### REQUIREMENT:
All entries below are to be copied precisely as they appear.

RECORDED DATA Block Start

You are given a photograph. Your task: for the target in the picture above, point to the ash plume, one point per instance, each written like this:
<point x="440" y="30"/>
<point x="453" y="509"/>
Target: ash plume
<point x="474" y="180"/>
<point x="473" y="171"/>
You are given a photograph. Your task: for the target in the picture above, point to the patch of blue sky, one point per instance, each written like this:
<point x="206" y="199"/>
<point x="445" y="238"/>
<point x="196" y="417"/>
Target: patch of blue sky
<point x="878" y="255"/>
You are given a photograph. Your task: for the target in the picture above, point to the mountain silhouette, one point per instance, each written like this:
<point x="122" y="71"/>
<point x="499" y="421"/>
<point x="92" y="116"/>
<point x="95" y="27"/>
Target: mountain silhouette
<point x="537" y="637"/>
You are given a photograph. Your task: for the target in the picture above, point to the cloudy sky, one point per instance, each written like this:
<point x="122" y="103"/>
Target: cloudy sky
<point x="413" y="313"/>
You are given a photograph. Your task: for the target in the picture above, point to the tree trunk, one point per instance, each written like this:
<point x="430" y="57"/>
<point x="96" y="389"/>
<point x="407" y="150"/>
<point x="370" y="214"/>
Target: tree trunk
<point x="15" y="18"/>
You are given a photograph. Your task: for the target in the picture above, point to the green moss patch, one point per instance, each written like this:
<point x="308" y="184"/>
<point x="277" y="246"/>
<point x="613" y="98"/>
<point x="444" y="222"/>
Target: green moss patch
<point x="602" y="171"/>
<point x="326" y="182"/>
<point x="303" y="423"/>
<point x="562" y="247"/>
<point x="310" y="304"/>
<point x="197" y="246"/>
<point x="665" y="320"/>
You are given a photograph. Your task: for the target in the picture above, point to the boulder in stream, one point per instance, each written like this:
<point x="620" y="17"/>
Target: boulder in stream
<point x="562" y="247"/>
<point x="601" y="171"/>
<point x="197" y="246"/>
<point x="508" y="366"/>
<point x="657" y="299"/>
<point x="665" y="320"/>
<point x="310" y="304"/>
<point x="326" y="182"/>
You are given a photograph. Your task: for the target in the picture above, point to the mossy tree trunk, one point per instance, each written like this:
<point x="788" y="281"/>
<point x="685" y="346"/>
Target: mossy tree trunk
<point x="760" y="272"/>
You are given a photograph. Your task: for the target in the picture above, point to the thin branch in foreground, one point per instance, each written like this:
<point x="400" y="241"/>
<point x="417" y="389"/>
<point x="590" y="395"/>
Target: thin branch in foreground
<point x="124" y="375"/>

RECORDED DATA Block End

### WRITTEN ANSWER:
You are given a photograph. Your task: for the target in the picture above, point to the ash plume, one point per instance, each written like this:
<point x="440" y="30"/>
<point x="453" y="509"/>
Target: ash plume
<point x="474" y="180"/>
<point x="473" y="171"/>
You are given a photograph. Your task: for the target in the picture above, point to the patch of blue sky, one point per instance, each written like this:
<point x="206" y="199"/>
<point x="445" y="238"/>
<point x="196" y="417"/>
Target: patch of blue sky
<point x="878" y="255"/>
You are given a photograph. Your task: for the target in the picture above, point to the mountain silhouette, one point per instance, each written like this:
<point x="122" y="71"/>
<point x="499" y="421"/>
<point x="92" y="116"/>
<point x="95" y="27"/>
Target: mountain silhouette
<point x="537" y="637"/>
You are given a photograph. Your task: for the target in the picture above, point to the cloudy sky, one point per instance, each written like this:
<point x="122" y="103"/>
Target: cloudy sky
<point x="413" y="313"/>
You are given a photograph. Your task: for the target in the picture above, point to the tree trunk, one point per instance, each written like this:
<point x="430" y="57"/>
<point x="96" y="389"/>
<point x="407" y="150"/>
<point x="370" y="214"/>
Target: tree trunk
<point x="15" y="18"/>
You are given a photograph. Your task: for the target in the picture above, point to the green moss patch, one point per instance, each written like this:
<point x="308" y="184"/>
<point x="277" y="246"/>
<point x="613" y="98"/>
<point x="444" y="222"/>
Target: green moss patch
<point x="602" y="171"/>
<point x="326" y="182"/>
<point x="303" y="423"/>
<point x="562" y="247"/>
<point x="310" y="304"/>
<point x="197" y="246"/>
<point x="665" y="320"/>
You are given a photograph. Your task: for the target in the picture above, point to the boulder in stream, one point per instance, each written like this:
<point x="620" y="17"/>
Target: boulder in stream
<point x="562" y="247"/>
<point x="601" y="171"/>
<point x="197" y="246"/>
<point x="508" y="366"/>
<point x="657" y="299"/>
<point x="665" y="320"/>
<point x="310" y="304"/>
<point x="326" y="182"/>
You are given a photograph. Your task: for the target in the picture above, point to the mossy tree trunk, one point per instance, each written like this:
<point x="788" y="281"/>
<point x="685" y="346"/>
Target: mossy tree trunk
<point x="760" y="272"/>
You are given a photograph. Your task: for the target in the picture above, point to the thin branch in foreground, one point per instance, each written like this:
<point x="400" y="241"/>
<point x="417" y="389"/>
<point x="590" y="395"/>
Target: thin branch in foreground
<point x="124" y="375"/>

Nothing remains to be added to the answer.